■ Selected extract ■

Horizon Optical Imaging records information from a traditional analog device and makes it part of the electronic imaging record by transforming the data into a DICOM-compliant format that supports work list capabilities. Data then can be transferred automatically to a PACS. In this way, the IT product serves as a bridge between the otolaryngology department and the rest of the enterprise, Kovacs said.

"There's no sense in buying a digital VCR and having it as a departmental island that doesn't communicate with the rest of the enterprise," he said. "It makes more sense to make the additional objects that are captured part of the imaging section of th patient record."

The University of Wisconsin Hospital and Clinics in Madison has deployed 14 Horizon Optical Imaging Image Capture Stations and four Horizon Rad Station workstations in its otolaryngology clinic, where some 10,000 exams are performed each year. Staff there integrate visible light and radiology images on their PACS. Viewing them side by side promises to help doctors make better diagnoses, according to Dr. Gary Wendt, an associate professor of radiology and vice chair of informatics.

Future steps by the company may extend this concept of combining optical and radiological imaging to colonoscopy and bronchoscopy. The result promises to be a more robust and comprehensive patient record. And there may be something more in it for radiologists.

"Radiologists are finding that they can get the other departments to realize benefits from their PACS purchases," Kovacs said. "This opens the door to other departments sharing the costs of a PACS investment."

The possibilities are virtually endless. Many other kinds of information can be linked to imaging, even inherently nonimaging-based data, such as inventory. McKesson has written inventory control algorithms to keep track of imaging-oriented products - stents, for example. Such additions are seen as facilitating workflow, Kovacs said.

"We believe any product we put in has to add value, not only by adding functionality and capabilities, but by simplifying workflow," he said. "We need to bring the different areas of information together with imaging."

The challenge of bringing this all together was heightened for McKesson last year by the acquisition of Medcon, a provider of cardiology-based IT.

"The Medcon acquisition, with 300 installations around the world, took us to a new level," Kovacs said.

■ Assigned task ■
Could you return the passage on Horizon Optical Imaging and PACS integration word for word, in full?

■ Data records ■
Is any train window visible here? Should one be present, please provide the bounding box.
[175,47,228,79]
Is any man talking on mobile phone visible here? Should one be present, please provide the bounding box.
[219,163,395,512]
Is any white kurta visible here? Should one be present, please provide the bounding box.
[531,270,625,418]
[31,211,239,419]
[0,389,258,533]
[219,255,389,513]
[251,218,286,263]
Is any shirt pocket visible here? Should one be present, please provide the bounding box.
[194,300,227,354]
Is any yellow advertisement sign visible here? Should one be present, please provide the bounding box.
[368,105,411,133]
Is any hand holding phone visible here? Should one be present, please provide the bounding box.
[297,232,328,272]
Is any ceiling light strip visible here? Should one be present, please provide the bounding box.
==
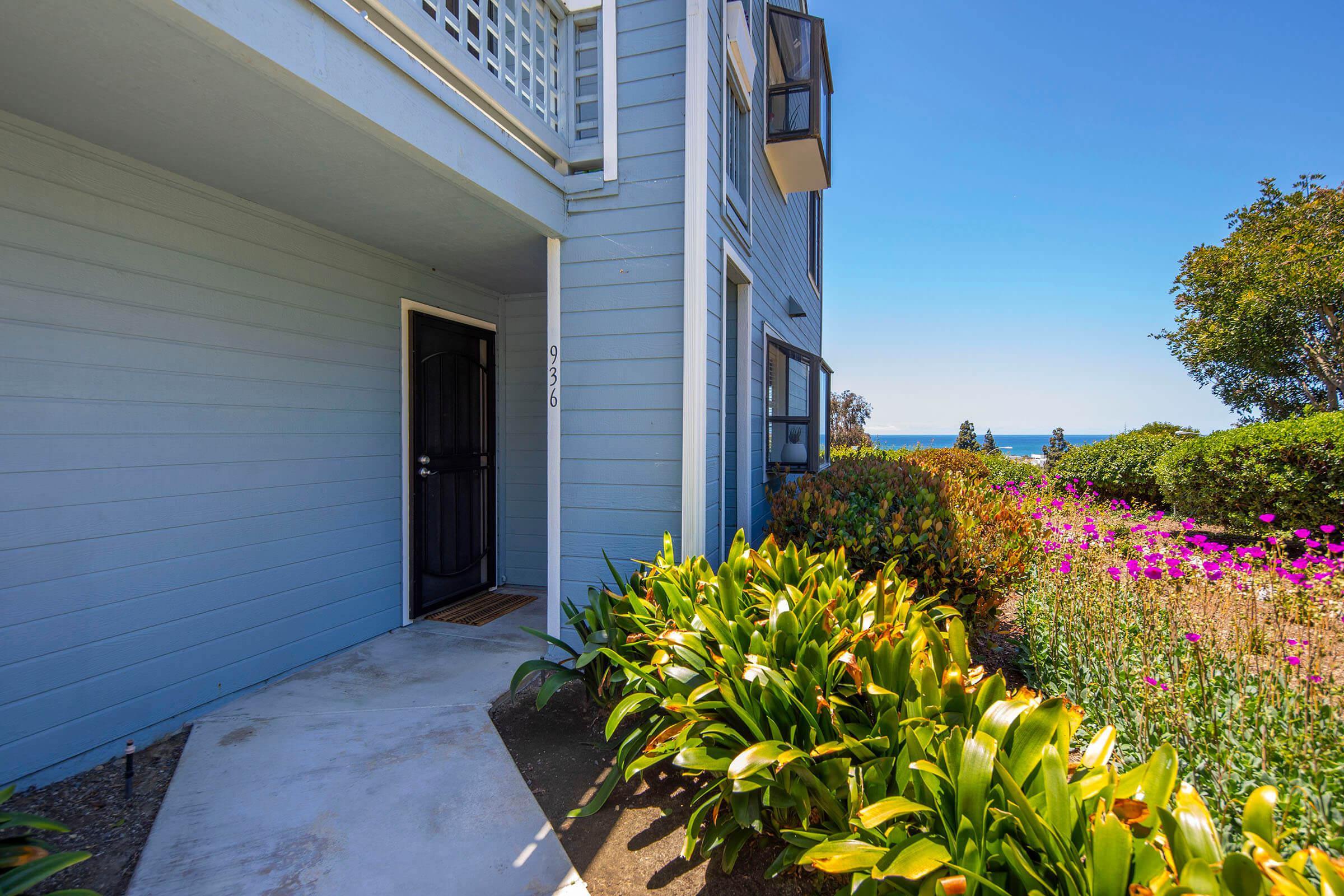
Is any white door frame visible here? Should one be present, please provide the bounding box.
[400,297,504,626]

■ Problem solution ■
Horizon Optical Imaging records information from a traditional analog device and makes it part of the electronic imaging record by transforming the data into a DICOM-compliant format that supports work list capabilities. Data then can be transferred automatically to a PACS. In this way, the IT product serves as a bridge between the otolaryngology department and the rest of the enterprise, Kovacs said.

"There's no sense in buying a digital VCR and having it as a departmental island that doesn't communicate with the rest of the enterprise," he said. "It makes more sense to make the additional objects that are captured part of the imaging section of th patient record."

The University of Wisconsin Hospital and Clinics in Madison has deployed 14 Horizon Optical Imaging Image Capture Stations and four Horizon Rad Station workstations in its otolaryngology clinic, where some 10,000 exams are performed each year. Staff there integrate visible light and radiology images on their PACS. Viewing them side by side promises to help doctors make better diagnoses, according to Dr. Gary Wendt, an associate professor of radiology and vice chair of informatics.

Future steps by the company may extend this concept of combining optical and radiological imaging to colonoscopy and bronchoscopy. The result promises to be a more robust and comprehensive patient record. And there may be something more in it for radiologists.

"Radiologists are finding that they can get the other departments to realize benefits from their PACS purchases," Kovacs said. "This opens the door to other departments sharing the costs of a PACS investment."

The possibilities are virtually endless. Many other kinds of information can be linked to imaging, even inherently nonimaging-based data, such as inventory. McKesson has written inventory control algorithms to keep track of imaging-oriented products - stents, for example. Such additions are seen as facilitating workflow, Kovacs said.

"We believe any product we put in has to add value, not only by adding functionality and capabilities, but by simplifying workflow," he said. "We need to bring the different areas of information together with imaging."

The challenge of bringing this all together was heightened for McKesson last year by the acquisition of Medcon, a provider of cardiology-based IT.

"The Medcon acquisition, with 300 installations around the world, took us to a new level," Kovacs said.